» Your instructions: Rewrite only the data from the line with "Could you please indicate the girl's lips" up to and including the line with "(761, 1200)". Leave the requests unchanged, but multiply every coordinate in the answers by 2.3 and round each result to a whole number, with halves rounded up.

» Input rows:
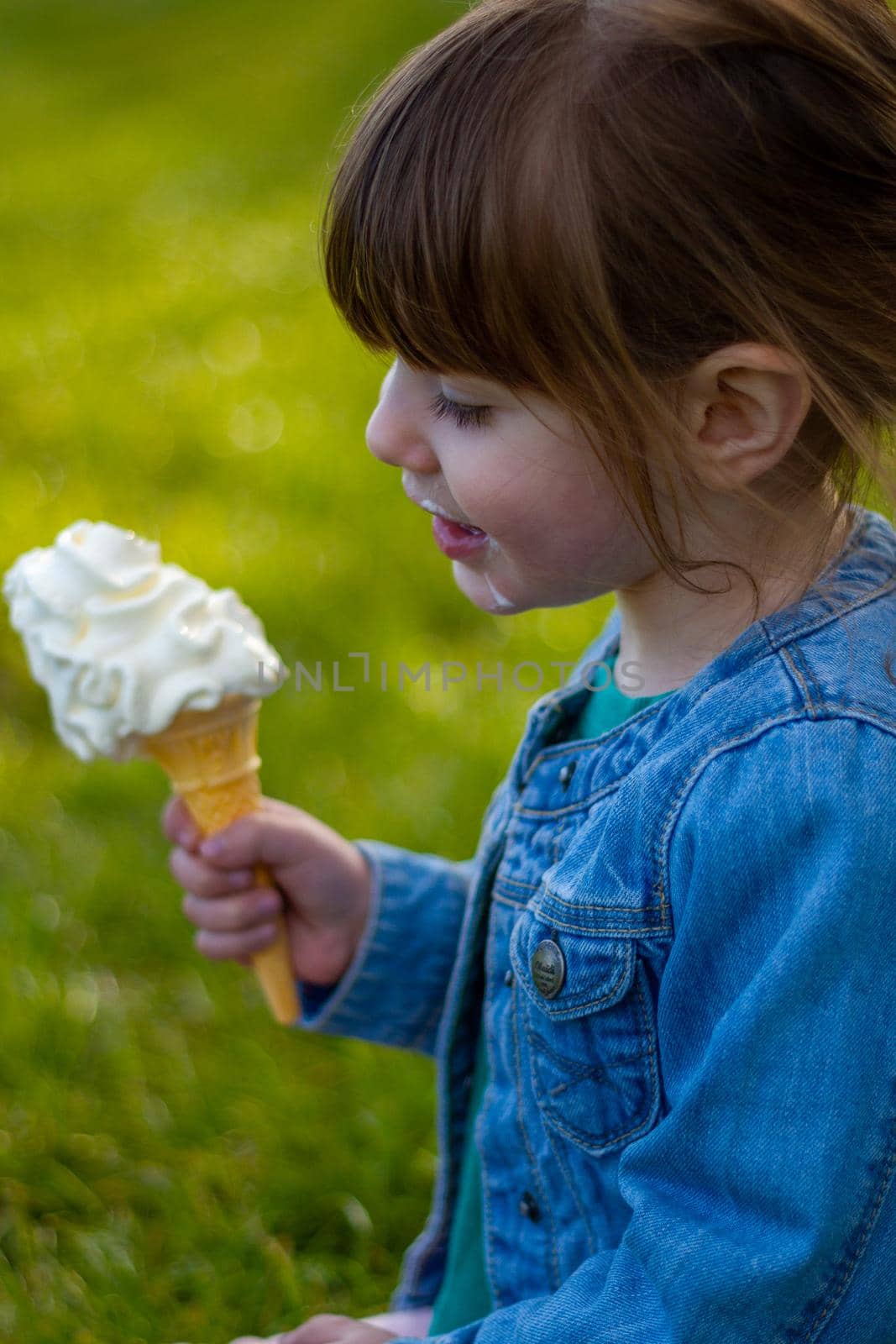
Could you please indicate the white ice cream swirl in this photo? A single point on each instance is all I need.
(121, 642)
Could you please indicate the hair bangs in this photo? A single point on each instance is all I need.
(430, 218)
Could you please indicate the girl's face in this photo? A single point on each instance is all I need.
(523, 474)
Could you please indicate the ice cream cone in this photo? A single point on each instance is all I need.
(212, 764)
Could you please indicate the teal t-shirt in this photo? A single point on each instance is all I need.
(464, 1294)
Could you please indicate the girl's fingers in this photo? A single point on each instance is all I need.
(194, 874)
(233, 914)
(179, 826)
(233, 947)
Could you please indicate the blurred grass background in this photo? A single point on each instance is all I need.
(172, 1164)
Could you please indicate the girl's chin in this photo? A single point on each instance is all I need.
(484, 591)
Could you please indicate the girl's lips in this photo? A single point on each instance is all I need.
(456, 539)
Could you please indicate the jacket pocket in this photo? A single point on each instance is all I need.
(593, 1046)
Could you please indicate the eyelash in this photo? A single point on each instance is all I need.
(465, 417)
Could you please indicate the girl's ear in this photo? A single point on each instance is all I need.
(745, 407)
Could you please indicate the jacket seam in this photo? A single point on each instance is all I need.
(661, 853)
(844, 1276)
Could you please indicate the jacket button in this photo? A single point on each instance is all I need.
(528, 1207)
(548, 968)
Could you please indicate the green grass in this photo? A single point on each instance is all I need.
(172, 1164)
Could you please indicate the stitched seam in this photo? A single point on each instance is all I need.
(831, 616)
(594, 1142)
(607, 931)
(506, 900)
(649, 711)
(580, 905)
(571, 1184)
(604, 1142)
(754, 732)
(846, 1274)
(517, 882)
(533, 1167)
(789, 659)
(582, 806)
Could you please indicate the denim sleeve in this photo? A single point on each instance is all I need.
(394, 988)
(761, 1200)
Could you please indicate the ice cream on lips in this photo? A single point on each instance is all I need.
(123, 642)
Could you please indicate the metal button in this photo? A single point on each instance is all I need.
(548, 968)
(528, 1207)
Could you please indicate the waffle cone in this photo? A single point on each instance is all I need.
(211, 761)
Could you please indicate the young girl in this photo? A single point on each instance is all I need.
(636, 264)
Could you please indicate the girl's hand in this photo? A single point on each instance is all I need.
(327, 1330)
(322, 882)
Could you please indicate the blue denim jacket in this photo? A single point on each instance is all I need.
(694, 1139)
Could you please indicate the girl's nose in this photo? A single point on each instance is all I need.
(396, 432)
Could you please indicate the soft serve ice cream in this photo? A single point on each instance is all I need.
(123, 642)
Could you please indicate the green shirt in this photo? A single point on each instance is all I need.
(464, 1294)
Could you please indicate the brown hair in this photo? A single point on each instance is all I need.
(589, 197)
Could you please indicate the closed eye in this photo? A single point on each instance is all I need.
(465, 417)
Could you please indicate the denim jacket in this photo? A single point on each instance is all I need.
(691, 1133)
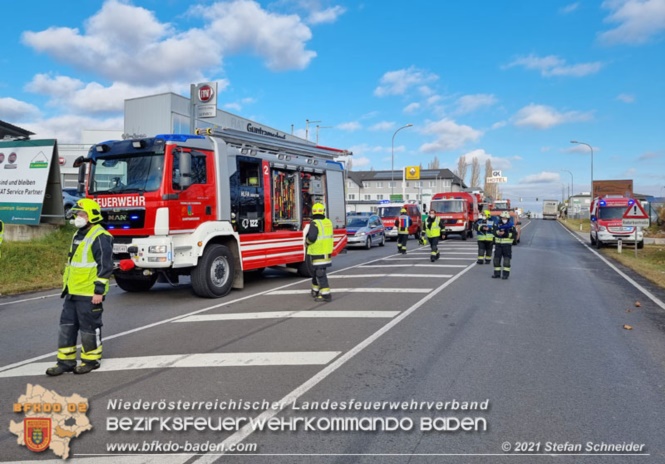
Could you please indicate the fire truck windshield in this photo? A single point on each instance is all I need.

» Task response:
Could you please indicate the girl's lips in this photo? A single point on each instance is all I need.
(1049, 1240)
Could you please indicate the jacket pocket in this photo? A single point on each instance is all I need.
(1364, 2406)
Could you please indicate the eyelash in this photo? A single point on each instance is all I need.
(1070, 959)
Could you please indicate the girl's ear in this photo? A single point on each instance is all I need.
(1714, 936)
Could you please indicate the jacket seam in this photo? A single point on each instance is all I need.
(1520, 1962)
(1941, 2935)
Could you please indicate the jacket button in this photo? A single point on each instance is all I need.
(1214, 2776)
(1260, 2226)
Could you please indicate the green grass in this photo? A single point on each instance is all I need.
(396, 2677)
Could you please indicate the stitched seam in this photo? A single point on each instance is all I need.
(1911, 1417)
(1366, 2627)
(1396, 2141)
(1164, 2070)
(1493, 1635)
(1334, 2082)
(1313, 2723)
(1389, 2627)
(1734, 1684)
(1946, 2930)
(1189, 2029)
(1226, 2684)
(1815, 1516)
(1339, 1854)
Could you please indicate the denim sleeve in this photo? A single point on each instance is all I need.
(906, 2272)
(1750, 2760)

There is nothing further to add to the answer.